##### Textauszug #####

Ein weiteres Indiz dafür, dass sich in Pi-Ramesses eine primäre
Glasherstellung befunden haben muss, war die Tatsache, dass alle gefundenen
halbfertigen Glaspröbchen aus reinem Glas waren, ohne farbgebendes Material
darin. Dazu muss man wissen, dass in der gesamten Spätbronzezeit Glas als
fertiges Objekt grundsätzlich intensiv gefärbt war. Mit diesem Befund
konnten die Forscher noch eine zweite Frage beantworten. Dass nämlich die
Färbung des Glases mit Metalloxiden in einem zweiten Schritt erfolgt sein
musste, nach der eigentlichen Glasherstellung. Das Glas wurde dann also noch
einmal aufgeschmolzen und der Farbstoff dazugerührt. Erst danach ging es an
die Künstler weiter, die daraus ihre Kunstgegenstände fertigten.
Die Farbe Rot
Sehr wahrscheinlich auch hatten die ägyptischen Glasfabriken der
Spätbronzezeit nicht Glas in allen Farben im Angebot, sondern sie waren
spezialisiert auf bestimmte Farben.

##### Auflistung #####

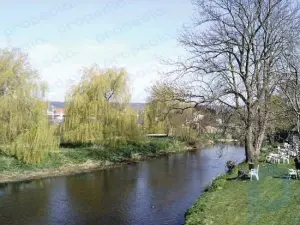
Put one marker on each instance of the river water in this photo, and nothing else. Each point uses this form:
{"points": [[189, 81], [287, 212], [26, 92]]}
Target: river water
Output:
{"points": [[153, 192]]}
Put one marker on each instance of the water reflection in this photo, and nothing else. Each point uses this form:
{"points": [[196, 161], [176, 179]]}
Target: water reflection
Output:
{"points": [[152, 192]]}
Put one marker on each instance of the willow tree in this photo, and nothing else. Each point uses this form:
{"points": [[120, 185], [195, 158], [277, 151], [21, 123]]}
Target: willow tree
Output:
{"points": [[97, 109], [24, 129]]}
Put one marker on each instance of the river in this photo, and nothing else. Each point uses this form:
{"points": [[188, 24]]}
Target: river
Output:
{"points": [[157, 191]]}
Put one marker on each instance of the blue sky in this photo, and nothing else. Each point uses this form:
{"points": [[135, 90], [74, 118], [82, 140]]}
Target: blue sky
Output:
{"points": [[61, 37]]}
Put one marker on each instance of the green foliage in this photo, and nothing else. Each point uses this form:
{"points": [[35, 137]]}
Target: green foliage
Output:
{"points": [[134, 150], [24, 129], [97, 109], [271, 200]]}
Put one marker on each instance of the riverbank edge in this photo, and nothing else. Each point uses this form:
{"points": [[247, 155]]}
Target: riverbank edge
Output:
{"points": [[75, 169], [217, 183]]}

#####
##### Auflistung #####

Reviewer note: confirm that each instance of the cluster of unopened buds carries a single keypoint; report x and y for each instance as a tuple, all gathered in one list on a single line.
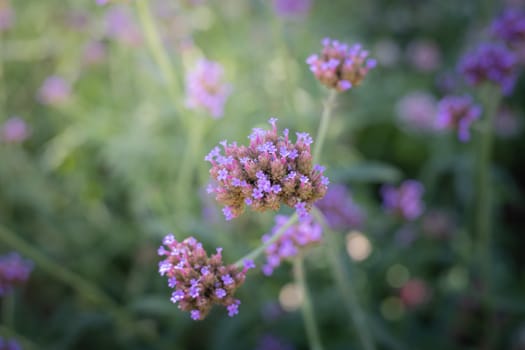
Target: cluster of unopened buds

#####
##### Auflistung #####

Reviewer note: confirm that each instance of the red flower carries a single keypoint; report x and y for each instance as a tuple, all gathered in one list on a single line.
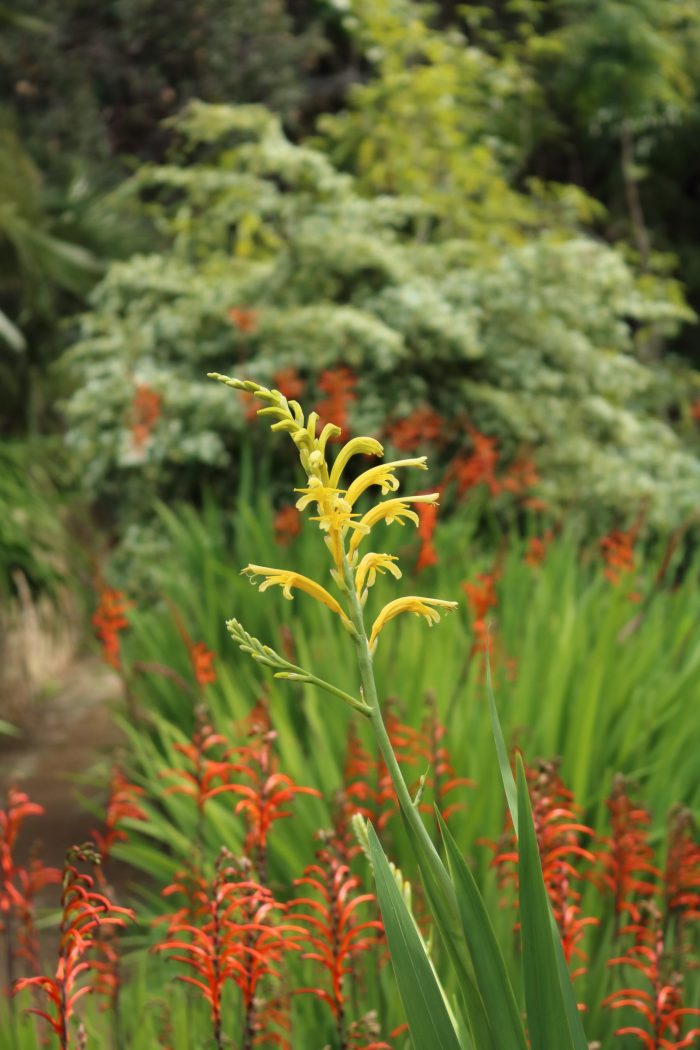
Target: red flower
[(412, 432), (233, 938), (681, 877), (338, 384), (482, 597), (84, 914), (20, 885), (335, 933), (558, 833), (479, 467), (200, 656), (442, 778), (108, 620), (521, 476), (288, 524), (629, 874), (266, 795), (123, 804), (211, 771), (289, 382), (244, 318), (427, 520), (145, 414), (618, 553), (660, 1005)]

#####

Aufgaben »
1. Woraus bestanden laut dem Textauszug alle halbfertigen Glaspröbchen, die in Pi-Ramesses gefunden wurden?
2. Schreib die Stelle im Textauszug von "Ein weiteres Indiz" bis "ihre Kunstgegenstände fertigten." neu und setz dabei "Handwerker" für "Künstler" ein.
3. Warum schlossen die Forscher laut dem Textauszug, dass das Glas erst in einem zweiten Schritt gefärbt wurde?

Lösungen »
1. Aus reinem Glas, ohne farbgebendes Material darin.

2.
Ein weiteres Indiz dafür, dass sich in Pi-Ramesses eine primäre
Glasherstellung befunden haben muss, war die Tatsache, dass alle gefundenen
halbfertigen Glaspröbchen aus reinem Glas waren, ohne farbgebendes Material
darin. Dazu muss man wissen, dass in der gesamten Spätbronzezeit Glas als
fertiges Objekt grundsätzlich intensiv gefärbt war. Mit diesem Befund
konnten die Forscher noch eine zweite Frage beantworten. Dass nämlich die
Färbung des Glases mit Metalloxiden in einem zweiten Schritt erfolgt sein
musste, nach der eigentlichen Glasherstellung. Das Glas wurde dann also noch
einmal aufgeschmolzen und der Farbstoff dazugerührt. Erst danach ging es an
die Handwerker weiter, die daraus ihre Kunstgegenstände fertigten.

3. Die gefundenen halbfertigen Glaspröbchen waren aus reinem Glas ohne farbgebendes Material. Fertige Glasobjekte waren in der ganzen Spätbronzezeit aber grundsätzlich intensiv gefärbt. Also musste die Färbung mit Metalloxiden erst nach der eigentlichen Glasherstellung erfolgt sein.